Extracted records:

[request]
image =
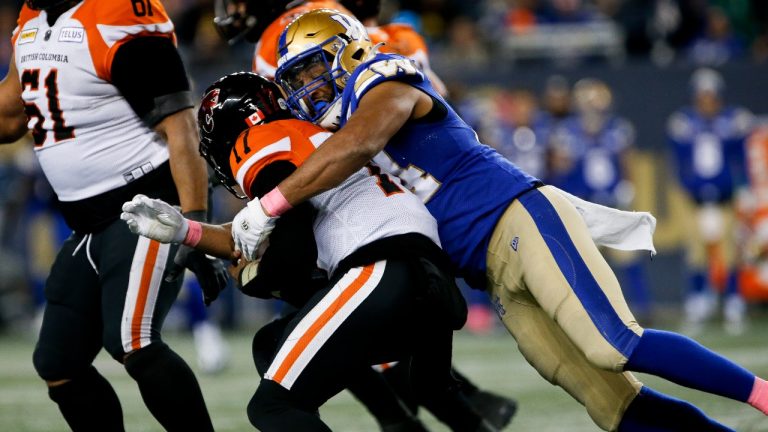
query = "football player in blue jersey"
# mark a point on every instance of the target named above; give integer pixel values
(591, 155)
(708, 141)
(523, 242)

- [ABOUT THIS EXERCISE]: Omit every picture, then write out the entries above exactly.

- [RESULT]:
[request]
image =
query = "football player in blue jersey"
# mark a point on every instance of the target named above; give integer pixel values
(591, 155)
(708, 141)
(523, 242)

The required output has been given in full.